### テキスト抜粋
-------------------------
6月から都内の映画館が再開! 映画館によっては新作・旧作入り乱れた編成になっていて、過去の名作ゲイ映画が再上映されるなどしています。そこで、まさに現在上映中の「今がチャンス」な作品から、7月に上映予定の新作ゲイ映画まで、さまざま一気にご紹介いたします。

特集:2020夏のゲイ映画

(トップ画像は映画『ペイン・アンド・グローリー』より) 

6月1日から都内でも映画館が再開!のニュースでもお伝えしたように、約2ヶ月休業していた映画館も再開され、新作旧作入り乱れて上映されています。場内は間隔を空けて座るようになっていたり、マスクの着用が必須となっていたり、予防の対応もしっかりされているところが多いようです。そんな都内の映画館で、現在上映されている作品、これから7月にかけて公開される予定の作品を、まとめてご紹介いたします。なお、7月といえばレインボー・リール東京(東京国際レズビアン&ゲイ映画祭)の季節ですが、今年はコロナ禍の影響で開催が見送られることになりました…残念です。映画観たい欲が高まっている方はぜひ、この特集をご覧いただき、暑い夏を映画館で涼しく楽しみましょう。(2020.6.22)

※なお、ゲイゲームズを目指す水球チームの実話を映画化した『シャイニー・シュリンプス!』が7月公開でお伝えした『シャイニー・シュリンプス!』は、コロナ禍の影響で公開が延期されたそうです。



上映中
J・エドガー

 FBI初代長官ジョン・エドガー・フーバーと彼の右腕だったクライド・トルソンとの40年以上におよぶ愛の物語。『ミルク』の脚本家であるダスティン・ランス・ブラックと名匠クリント・イーストウッド監督がタッグを組み、イーストウッド監督初のゲイ映画、そしてレオナルド・ディカプリオ初のゲイ役ということで話題になった作品です。特にディカプリオが演じる晩年の年老いたジョン・エドガーの姿は、ちょっと衝撃的でもあり、感動的でもあります(レビューはこちら)。約8年ぶりにスクリーンに帰ってきた『J・エドガー』、映画館で観られるのはこれがラストチャンスかもしれません。
-------------------------
### 指示
テキスト抜粋では、『J・エドガー』が話題になった理由を何だとしていますか。一、二文で説明してください。
-------------------------
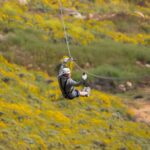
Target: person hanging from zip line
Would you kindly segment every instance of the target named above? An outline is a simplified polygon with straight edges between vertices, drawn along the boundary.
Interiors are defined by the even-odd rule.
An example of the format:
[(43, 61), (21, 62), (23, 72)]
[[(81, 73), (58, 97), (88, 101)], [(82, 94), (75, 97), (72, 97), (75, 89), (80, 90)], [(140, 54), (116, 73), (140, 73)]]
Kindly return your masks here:
[(83, 73), (82, 80), (77, 82), (71, 78), (71, 70), (67, 67), (67, 62), (73, 61), (72, 58), (64, 58), (58, 73), (58, 82), (64, 98), (74, 99), (79, 96), (90, 96), (90, 87), (85, 87), (82, 91), (75, 89), (75, 86), (84, 85), (87, 80), (87, 74)]

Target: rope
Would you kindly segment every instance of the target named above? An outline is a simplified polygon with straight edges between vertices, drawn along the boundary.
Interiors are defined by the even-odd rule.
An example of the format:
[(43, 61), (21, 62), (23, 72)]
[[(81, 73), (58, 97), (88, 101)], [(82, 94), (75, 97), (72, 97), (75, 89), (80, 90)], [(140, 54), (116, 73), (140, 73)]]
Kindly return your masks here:
[(63, 29), (64, 29), (64, 36), (65, 36), (65, 40), (66, 40), (66, 44), (67, 44), (67, 49), (68, 49), (68, 54), (69, 54), (69, 57), (72, 57), (71, 56), (71, 51), (70, 51), (70, 46), (69, 46), (69, 40), (68, 40), (68, 35), (67, 35), (67, 28), (66, 28), (66, 25), (65, 25), (65, 21), (64, 21), (64, 17), (63, 17), (63, 5), (62, 5), (62, 1), (61, 0), (58, 0), (59, 2), (59, 7), (60, 7), (60, 13), (61, 13), (61, 21), (62, 21), (62, 25), (63, 25)]
[[(64, 37), (65, 37), (65, 41), (66, 41), (66, 45), (67, 45), (68, 55), (69, 55), (70, 58), (73, 58), (72, 54), (71, 54), (70, 46), (69, 46), (69, 39), (68, 39), (68, 34), (67, 34), (67, 28), (66, 28), (66, 25), (65, 25), (64, 17), (63, 17), (63, 4), (62, 4), (62, 0), (58, 0), (58, 2), (59, 2), (59, 7), (60, 7), (61, 22), (62, 22), (62, 25), (63, 25)], [(118, 80), (118, 81), (119, 80), (127, 80), (127, 79), (128, 80), (135, 79), (135, 77), (133, 77), (133, 78), (121, 78), (120, 77), (119, 78), (119, 77), (106, 77), (106, 76), (96, 75), (96, 74), (90, 73), (87, 70), (85, 70), (82, 67), (80, 67), (80, 65), (78, 65), (74, 60), (73, 60), (73, 62), (77, 66), (77, 68), (79, 70), (85, 72), (89, 76), (92, 76), (92, 77), (95, 77), (95, 78), (98, 78), (98, 79)], [(140, 79), (140, 78), (138, 77), (137, 79)]]

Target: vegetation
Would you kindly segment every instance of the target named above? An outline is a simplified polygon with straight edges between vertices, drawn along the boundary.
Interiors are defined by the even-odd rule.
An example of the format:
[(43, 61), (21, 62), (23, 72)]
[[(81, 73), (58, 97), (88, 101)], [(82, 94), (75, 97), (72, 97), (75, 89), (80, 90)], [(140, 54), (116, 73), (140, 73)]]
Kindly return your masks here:
[[(150, 62), (149, 1), (62, 3), (68, 8), (64, 9), (64, 19), (71, 50), (83, 68), (121, 78), (145, 78), (149, 74), (149, 68), (136, 64)], [(1, 1), (0, 7), (2, 54), (11, 62), (54, 75), (60, 58), (67, 55), (58, 2), (32, 0), (21, 4), (8, 0)], [(80, 17), (70, 15), (70, 11)]]
[(0, 56), (0, 148), (147, 150), (150, 127), (121, 99), (96, 90), (61, 97), (56, 78)]

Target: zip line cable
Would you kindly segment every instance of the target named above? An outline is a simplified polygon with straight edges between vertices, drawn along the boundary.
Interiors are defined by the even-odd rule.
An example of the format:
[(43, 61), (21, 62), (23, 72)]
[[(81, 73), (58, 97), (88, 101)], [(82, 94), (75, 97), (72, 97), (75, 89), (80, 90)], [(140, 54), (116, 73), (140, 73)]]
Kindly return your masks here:
[[(65, 21), (64, 21), (64, 15), (63, 15), (63, 4), (62, 4), (62, 0), (58, 0), (59, 2), (59, 7), (60, 7), (60, 17), (61, 17), (61, 22), (62, 22), (62, 25), (63, 25), (63, 30), (64, 30), (64, 37), (65, 37), (65, 42), (66, 42), (66, 45), (67, 45), (67, 50), (68, 50), (68, 55), (70, 58), (73, 58), (72, 57), (72, 54), (71, 54), (71, 50), (70, 50), (70, 44), (69, 44), (69, 39), (68, 39), (68, 34), (67, 34), (67, 28), (66, 28), (66, 24), (65, 24)], [(135, 79), (135, 77), (133, 78), (121, 78), (121, 77), (106, 77), (106, 76), (100, 76), (100, 75), (96, 75), (96, 74), (93, 74), (93, 73), (90, 73), (88, 72), (87, 70), (83, 69), (82, 67), (80, 67), (80, 65), (78, 65), (74, 60), (73, 60), (74, 64), (76, 65), (76, 67), (85, 72), (86, 74), (88, 74), (89, 76), (92, 76), (92, 77), (95, 77), (95, 78), (99, 78), (99, 79), (105, 79), (105, 80), (131, 80), (131, 79)], [(139, 77), (137, 79), (140, 79)]]
[(58, 0), (58, 1), (59, 1), (60, 13), (61, 13), (60, 17), (61, 17), (61, 21), (62, 21), (62, 25), (63, 25), (63, 29), (64, 29), (64, 36), (65, 36), (65, 40), (66, 40), (68, 54), (69, 54), (69, 57), (72, 57), (71, 56), (71, 51), (70, 51), (70, 46), (69, 46), (68, 34), (67, 34), (67, 30), (66, 30), (67, 28), (66, 28), (66, 25), (65, 25), (64, 17), (63, 17), (63, 4), (62, 4), (61, 0)]

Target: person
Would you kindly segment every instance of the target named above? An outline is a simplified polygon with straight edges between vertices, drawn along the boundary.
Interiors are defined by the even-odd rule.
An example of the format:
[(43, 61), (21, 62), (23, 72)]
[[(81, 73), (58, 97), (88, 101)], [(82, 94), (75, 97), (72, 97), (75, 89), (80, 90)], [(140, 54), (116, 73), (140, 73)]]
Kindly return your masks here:
[(75, 86), (84, 85), (87, 79), (87, 74), (83, 73), (82, 80), (77, 82), (71, 78), (71, 70), (66, 67), (68, 61), (72, 61), (72, 58), (65, 58), (60, 66), (58, 74), (58, 82), (63, 96), (67, 99), (74, 99), (79, 96), (90, 95), (90, 88), (85, 87), (82, 91), (75, 89)]

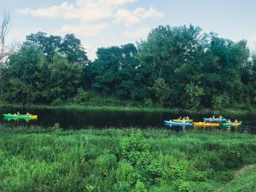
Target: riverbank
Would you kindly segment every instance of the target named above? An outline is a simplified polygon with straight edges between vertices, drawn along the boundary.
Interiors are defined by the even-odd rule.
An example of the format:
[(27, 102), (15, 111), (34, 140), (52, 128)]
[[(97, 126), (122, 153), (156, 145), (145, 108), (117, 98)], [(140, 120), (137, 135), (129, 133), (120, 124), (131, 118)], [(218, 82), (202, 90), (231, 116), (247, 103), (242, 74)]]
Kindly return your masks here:
[(143, 105), (135, 106), (90, 106), (79, 104), (61, 104), (61, 105), (34, 105), (29, 104), (25, 107), (17, 104), (0, 104), (1, 108), (26, 108), (26, 109), (77, 109), (77, 110), (102, 110), (102, 111), (127, 111), (127, 112), (161, 112), (172, 113), (194, 113), (194, 114), (222, 114), (222, 115), (246, 115), (256, 114), (256, 107), (246, 108), (244, 106), (236, 108), (226, 108), (222, 111), (212, 110), (209, 108), (197, 108), (197, 109), (183, 109), (183, 108), (169, 108), (155, 107), (145, 107)]
[(216, 191), (256, 164), (255, 141), (224, 131), (1, 125), (0, 191)]

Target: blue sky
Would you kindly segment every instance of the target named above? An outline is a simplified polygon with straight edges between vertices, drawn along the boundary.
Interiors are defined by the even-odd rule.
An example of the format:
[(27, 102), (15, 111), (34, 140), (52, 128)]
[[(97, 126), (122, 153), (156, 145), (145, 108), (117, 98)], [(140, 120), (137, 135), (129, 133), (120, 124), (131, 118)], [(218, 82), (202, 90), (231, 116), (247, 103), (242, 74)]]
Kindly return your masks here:
[(64, 36), (74, 33), (89, 57), (98, 47), (145, 39), (159, 25), (193, 24), (233, 41), (256, 46), (253, 0), (0, 0), (12, 27), (9, 42), (22, 42), (38, 31)]

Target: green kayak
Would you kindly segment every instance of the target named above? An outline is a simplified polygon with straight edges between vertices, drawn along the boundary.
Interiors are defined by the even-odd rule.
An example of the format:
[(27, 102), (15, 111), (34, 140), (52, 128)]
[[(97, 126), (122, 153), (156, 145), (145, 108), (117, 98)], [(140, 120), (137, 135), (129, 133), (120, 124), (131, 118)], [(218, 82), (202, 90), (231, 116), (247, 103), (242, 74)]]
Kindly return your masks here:
[(221, 124), (222, 126), (239, 126), (241, 125), (242, 121), (239, 121), (238, 123), (223, 123)]
[(38, 115), (25, 115), (25, 114), (20, 114), (20, 115), (16, 115), (16, 114), (3, 114), (5, 118), (9, 118), (9, 119), (37, 119)]
[(172, 119), (172, 121), (174, 122), (178, 122), (178, 123), (183, 123), (183, 122), (189, 122), (189, 123), (192, 123), (193, 122), (193, 119)]

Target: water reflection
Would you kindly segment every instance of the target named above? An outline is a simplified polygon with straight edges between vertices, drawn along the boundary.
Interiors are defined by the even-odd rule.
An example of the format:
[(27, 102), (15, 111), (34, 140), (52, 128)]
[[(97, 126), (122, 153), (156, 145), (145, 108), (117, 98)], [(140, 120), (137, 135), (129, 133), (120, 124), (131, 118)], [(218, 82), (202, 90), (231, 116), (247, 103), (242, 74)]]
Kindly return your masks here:
[(231, 132), (250, 132), (256, 133), (256, 116), (247, 114), (244, 116), (229, 116), (229, 119), (242, 120), (243, 124), (240, 127), (187, 127), (165, 125), (164, 120), (177, 119), (180, 116), (189, 115), (195, 121), (200, 121), (209, 114), (187, 114), (187, 113), (145, 113), (145, 112), (126, 112), (126, 111), (105, 111), (105, 110), (74, 110), (74, 109), (21, 109), (21, 108), (0, 108), (3, 113), (14, 113), (16, 111), (38, 114), (38, 119), (7, 119), (0, 118), (1, 124), (9, 124), (15, 125), (40, 125), (53, 126), (59, 123), (63, 129), (86, 129), (93, 127), (102, 128), (122, 128), (134, 127), (141, 129), (158, 128), (171, 129), (177, 131), (185, 130), (201, 131), (219, 131)]

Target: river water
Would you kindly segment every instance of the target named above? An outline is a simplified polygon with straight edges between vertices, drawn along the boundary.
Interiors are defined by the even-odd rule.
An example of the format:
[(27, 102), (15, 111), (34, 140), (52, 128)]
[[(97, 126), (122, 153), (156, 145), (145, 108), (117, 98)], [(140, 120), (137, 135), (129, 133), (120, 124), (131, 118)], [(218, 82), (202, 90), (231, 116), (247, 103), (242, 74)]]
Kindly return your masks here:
-------------------------
### 回答
『ミルク』の脚本家ダスティン・ランス・ブラックとクリント・イーストウッド監督が組んだこの作品は、イーストウッド監督にとって初のゲイ映画でした。また、レオナルド・ディカプリオにとって初のゲイ役でもあったため、話題になりました。